## Trecho fornecido:
Quando o juiz Sergio Moro foi fotografado com o livro Novas Medidas contra a Corrupção e, depois, o mencionou como uma de suas referências para as reformas que pretende apresentar como ministro da Justiça, muitos ainda desconheciam esse trabalho. Trata-se, no entanto, do maior conjunto de medidas anticorrupção já produzido no mundo e que conta com uma característica peculiar: foi desenvolvido pela sociedade brasileira.
O nome Novas Medidas já revela que o pacote dialoga com uma proposta anterior: as “Dez Medidas contra a Corrupção”. Muito mais familiar ao público, graças à bem-sucedida campanha de coleta de assinaturas realizada entre 2015 e 2016, essa iniciativa conseguiu o apoio de cerca de 2 milhões de brasileiros. Muitos se lembrarão, no entanto, de seu final frustrante, com o pacote enterrado pelos deputados na madrugada seguinte ao acidente aéreo da Chapecoense. Enquanto o país estava de luto, praticamente todas as medidas foram derrubadas. Para completar, incluíram-se tópicos de cunho claramente retaliatório aos membros do Ministério Público responsáveis pelas propostas.
As Dez Medidas tiveram o mérito de envolver a sociedade em um debate sobre a corrupção com enfoque em soluções para o problema, buscando atacar as raízes desse mal sistêmico. Mas é certo também que o pacote trazia complicações. Embora pensadas para crimes de colarinho-branco, algumas dessas medidas atingiriam réus de outros crimes e ameaçavam direitos e garantias processuais importantes. Além disso, o pacote apresentava uma limitação de origem, pois partia da perspectiva de uma só instituição: o Ministério Público. O MP tem legitimidade para propor reformas anticorrupção, pois realiza trabalho significativo nessa área e, na maioria das vezes, se frustra com um sistema que garante impunidade a ricos e poderosos. No entanto, há que lembrar que nosso sistema judicial é disfuncional nas duas pontas. De um lado, é extremamente leniente e incapaz de punir réus abastados. De outro, é punitivista e viola, de forma sistemática, garantias básicas de sua clientela preferencial, que é a população de baixa renda. Assim, qualquer medida que busque atacar o problema no andar de cima deve cuidar para não agravá-lo no andar de baixo.

## Listagem extraída:
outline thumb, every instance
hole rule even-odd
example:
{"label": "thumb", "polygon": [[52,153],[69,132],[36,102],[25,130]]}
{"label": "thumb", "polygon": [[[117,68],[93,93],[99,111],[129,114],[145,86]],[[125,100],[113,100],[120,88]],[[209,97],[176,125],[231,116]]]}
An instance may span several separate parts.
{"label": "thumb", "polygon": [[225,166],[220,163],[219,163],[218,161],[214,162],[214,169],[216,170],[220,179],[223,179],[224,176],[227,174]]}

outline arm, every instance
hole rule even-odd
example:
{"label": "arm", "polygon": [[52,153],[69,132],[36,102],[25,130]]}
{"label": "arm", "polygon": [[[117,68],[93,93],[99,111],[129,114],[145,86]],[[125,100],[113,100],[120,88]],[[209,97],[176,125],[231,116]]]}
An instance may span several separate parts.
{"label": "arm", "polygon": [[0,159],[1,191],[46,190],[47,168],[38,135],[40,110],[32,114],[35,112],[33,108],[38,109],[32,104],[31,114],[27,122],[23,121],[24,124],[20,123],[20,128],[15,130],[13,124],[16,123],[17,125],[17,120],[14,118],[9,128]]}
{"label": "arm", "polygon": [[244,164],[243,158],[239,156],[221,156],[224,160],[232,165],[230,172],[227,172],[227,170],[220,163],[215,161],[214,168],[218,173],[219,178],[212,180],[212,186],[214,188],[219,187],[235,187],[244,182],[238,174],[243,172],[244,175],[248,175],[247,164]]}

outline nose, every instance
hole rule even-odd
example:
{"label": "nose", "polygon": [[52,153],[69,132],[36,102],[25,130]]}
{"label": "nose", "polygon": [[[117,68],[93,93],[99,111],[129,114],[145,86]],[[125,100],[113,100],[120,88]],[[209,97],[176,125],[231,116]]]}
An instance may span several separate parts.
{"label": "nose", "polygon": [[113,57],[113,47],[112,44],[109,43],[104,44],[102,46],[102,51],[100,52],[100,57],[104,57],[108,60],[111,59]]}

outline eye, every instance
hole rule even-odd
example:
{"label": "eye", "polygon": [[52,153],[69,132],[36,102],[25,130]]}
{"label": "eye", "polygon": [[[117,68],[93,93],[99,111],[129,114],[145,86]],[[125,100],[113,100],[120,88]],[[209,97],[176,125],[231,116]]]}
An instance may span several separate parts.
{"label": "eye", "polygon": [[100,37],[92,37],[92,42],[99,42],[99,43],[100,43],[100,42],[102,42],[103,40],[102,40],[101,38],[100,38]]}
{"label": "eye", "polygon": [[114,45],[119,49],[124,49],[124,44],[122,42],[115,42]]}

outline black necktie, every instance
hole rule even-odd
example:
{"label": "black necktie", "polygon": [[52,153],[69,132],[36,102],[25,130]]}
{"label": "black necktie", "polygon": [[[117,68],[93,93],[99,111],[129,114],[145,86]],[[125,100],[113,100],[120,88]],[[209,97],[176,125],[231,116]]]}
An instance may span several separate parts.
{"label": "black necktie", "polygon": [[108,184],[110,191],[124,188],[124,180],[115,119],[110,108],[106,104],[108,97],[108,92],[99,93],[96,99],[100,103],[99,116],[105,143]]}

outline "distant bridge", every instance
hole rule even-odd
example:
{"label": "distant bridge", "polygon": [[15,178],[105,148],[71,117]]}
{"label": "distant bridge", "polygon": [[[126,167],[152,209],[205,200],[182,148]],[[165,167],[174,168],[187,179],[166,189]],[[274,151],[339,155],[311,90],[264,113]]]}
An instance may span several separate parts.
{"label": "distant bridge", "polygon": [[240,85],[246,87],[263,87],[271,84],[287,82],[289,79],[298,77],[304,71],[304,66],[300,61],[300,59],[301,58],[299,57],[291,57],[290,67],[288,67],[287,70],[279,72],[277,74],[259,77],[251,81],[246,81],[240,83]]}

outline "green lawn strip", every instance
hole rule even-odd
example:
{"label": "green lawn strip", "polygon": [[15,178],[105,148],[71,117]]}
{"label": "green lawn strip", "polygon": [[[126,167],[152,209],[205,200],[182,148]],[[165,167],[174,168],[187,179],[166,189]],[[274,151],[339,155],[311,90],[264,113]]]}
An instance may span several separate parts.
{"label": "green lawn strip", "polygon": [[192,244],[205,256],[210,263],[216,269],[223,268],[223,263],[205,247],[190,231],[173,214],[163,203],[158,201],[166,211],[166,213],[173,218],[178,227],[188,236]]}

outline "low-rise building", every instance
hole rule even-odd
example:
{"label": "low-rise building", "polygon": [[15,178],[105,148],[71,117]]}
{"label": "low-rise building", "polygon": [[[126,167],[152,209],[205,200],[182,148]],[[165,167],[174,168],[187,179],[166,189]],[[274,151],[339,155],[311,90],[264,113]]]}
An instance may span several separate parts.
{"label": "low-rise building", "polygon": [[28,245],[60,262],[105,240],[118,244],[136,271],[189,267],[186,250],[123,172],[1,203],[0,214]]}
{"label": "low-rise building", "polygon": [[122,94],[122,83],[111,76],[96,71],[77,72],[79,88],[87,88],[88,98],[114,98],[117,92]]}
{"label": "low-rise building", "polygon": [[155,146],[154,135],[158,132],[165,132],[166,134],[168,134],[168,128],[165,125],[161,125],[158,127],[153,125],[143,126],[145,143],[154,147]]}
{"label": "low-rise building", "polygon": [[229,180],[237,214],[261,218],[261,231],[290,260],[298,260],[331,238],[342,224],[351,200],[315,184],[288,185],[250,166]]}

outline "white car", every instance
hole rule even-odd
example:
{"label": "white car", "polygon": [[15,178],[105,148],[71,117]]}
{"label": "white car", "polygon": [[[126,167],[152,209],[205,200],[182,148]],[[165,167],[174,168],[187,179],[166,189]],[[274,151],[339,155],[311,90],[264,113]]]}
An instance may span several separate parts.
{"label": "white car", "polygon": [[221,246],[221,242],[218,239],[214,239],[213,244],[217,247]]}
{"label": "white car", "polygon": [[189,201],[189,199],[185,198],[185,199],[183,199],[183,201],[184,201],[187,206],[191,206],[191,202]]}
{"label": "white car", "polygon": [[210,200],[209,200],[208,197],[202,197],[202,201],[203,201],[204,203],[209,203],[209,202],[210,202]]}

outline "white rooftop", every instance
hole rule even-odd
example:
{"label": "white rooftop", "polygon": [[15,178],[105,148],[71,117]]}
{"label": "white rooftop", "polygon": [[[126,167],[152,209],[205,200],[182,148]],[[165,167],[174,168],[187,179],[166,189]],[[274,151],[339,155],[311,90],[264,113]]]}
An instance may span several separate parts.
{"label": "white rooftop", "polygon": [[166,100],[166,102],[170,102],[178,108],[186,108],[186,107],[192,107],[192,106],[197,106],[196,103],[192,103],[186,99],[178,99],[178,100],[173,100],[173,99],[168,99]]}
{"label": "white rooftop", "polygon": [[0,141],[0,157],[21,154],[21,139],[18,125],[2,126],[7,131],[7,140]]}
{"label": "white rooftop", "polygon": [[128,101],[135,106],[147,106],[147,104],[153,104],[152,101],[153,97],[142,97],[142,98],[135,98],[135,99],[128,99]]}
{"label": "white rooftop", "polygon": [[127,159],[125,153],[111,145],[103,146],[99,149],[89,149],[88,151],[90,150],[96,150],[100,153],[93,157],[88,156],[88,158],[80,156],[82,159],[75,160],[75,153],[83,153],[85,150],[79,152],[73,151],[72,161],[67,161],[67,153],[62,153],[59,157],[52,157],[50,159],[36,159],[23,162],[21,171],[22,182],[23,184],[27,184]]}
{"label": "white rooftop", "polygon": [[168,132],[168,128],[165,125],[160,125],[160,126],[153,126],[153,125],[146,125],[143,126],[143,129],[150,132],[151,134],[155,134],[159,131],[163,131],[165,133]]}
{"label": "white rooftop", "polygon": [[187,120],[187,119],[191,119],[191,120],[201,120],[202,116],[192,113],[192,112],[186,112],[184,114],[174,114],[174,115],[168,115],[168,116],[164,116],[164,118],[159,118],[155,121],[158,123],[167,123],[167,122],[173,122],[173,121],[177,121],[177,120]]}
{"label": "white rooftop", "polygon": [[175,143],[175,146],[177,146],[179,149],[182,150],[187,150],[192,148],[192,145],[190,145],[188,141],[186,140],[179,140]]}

## Tarefas a cumprir:
(1) Enumere os problemas que o texto sobre as medidas anticorrupção atribui ao pacote das Dez Medidas no parágrafo iniciado por "As Dez Medidas tiveram o mérito".
(2) Diga se cada afirmação concorda com o texto sobre as medidas anticorrupção: (a) a iniciativa das Dez Medidas obteve o apoio de cerca de 2 milhões de brasileiros; (b) o livro Novas Medidas contra a Corrupção foi elaborado pelo Ministério Público; (c) o sistema judicial é descrito como leniente com a população de baixa renda.
(3) Prossiga o texto sobre as medidas anticorrupção a partir da última frase apresentada.

## Respostas em ordem:
(1)
1. Algumas medidas atingiriam réus de outros crimes, embora fossem pensadas para crimes de colarinho-branco.
2. As medidas ameaçavam direitos e garantias processuais importantes.
3. O pacote tinha uma limitação de origem, pois partia da perspectiva de uma só instituição, o Ministério Público.

(2)
(a) Sim: "essa iniciativa conseguiu o apoio de cerca de 2 milhões de brasileiros".
(b) Não: "foi desenvolvido pela sociedade brasileira".
(c) Não: "De outro, é punitivista e viola, de forma sistemática, garantias básicas de sua clientela preferencial, que é a população de baixa renda."

(3)
A Transparência Internacional é a principal entidade no mundo dedicada à luta contra a corrupção. Apesar de estar presente em 110 países, a TI permaneceu por quase uma década fora do Brasil. Recentemente voltou a operar no país e estabeleceu como prioridade ajudar a recuperar o debate sobre reformas anticorrupção abortado prematuramente pelo Parlamento brasileiro. Decidiu, então, convidar a sociedade a construir sua agenda de reformas, produzindo um novo pacote de medidas melhorado, ampliado e, principalmente, com abordagens mais plurais sobre o enfrentamento da corrupção. Embora a persecução penal, muito própria do MP, seja importante para atacar a impunidade, país nenhum conseguiu reduzir seus níveis de corrupção apenas por essa via. São necessárias outras abordagens, sobretudo a preventiva — o que inclui a educação para uma cidadania participativa e ética, a transparência e o acesso à informação pública, a desburocratização, a responsabilização do setor privado, a cooperação internacional e a recuperação de ativos, entre outras.
Para lidar com esse desafio, a TI aliou-se à Fundação Getulio Vargas para desenvolver uma metodologia de “legislação colaborativa”. O primeiro passo foi pesquisar o que tem funcionado mundo afora na luta contra a corrupção. Compilamos experiências inovadoras e outras que são avanços em legislações tradicionais de dezenas de países. A etapa seguinte consistiu de uma consulta a mais de 370 instituições brasileiras para que elas apresentassem propostas. Com base nas sugestões recebidas e na compilação internacional, 192 especialistas — de diversas áreas, formações e visões — redigiram e revisaram os textos das medidas. Nesse processo, chamado blind peer review, os revisores desconheciam quem eram os autores, justamente para evitar um embate de “nomes” e favorecer o debate de ideias. Ao final, o conteúdo foi inserido em uma plataforma de consulta pública (Wikilegis), para que a população tivesse a oportunidade de comentar artigo por artigo e propor redações alternativas.
O resultado foram setenta medidas legislativas, entre projetos de lei, propostas de emenda constitucional e minutas de resoluções administrativas. Muitos questionam a razoabilidade de algo tão extenso. Mas há bons motivos para isso. O primeiro é o processo amplamente participativo que originou o documento, integrando diversos setores da sociedade para que incorporassem suas visões e experiências. O segundo é a perspectiva de que esta seja uma agenda de reformas que possa servir como referência a longo prazo, para aplicação, inclusive, em estados e municípios. O terceiro é que, se existe um momento para ter ambição na luta contra a corrupção, esse momento é agora, e a janela de oportunidade pode já estar se fechando.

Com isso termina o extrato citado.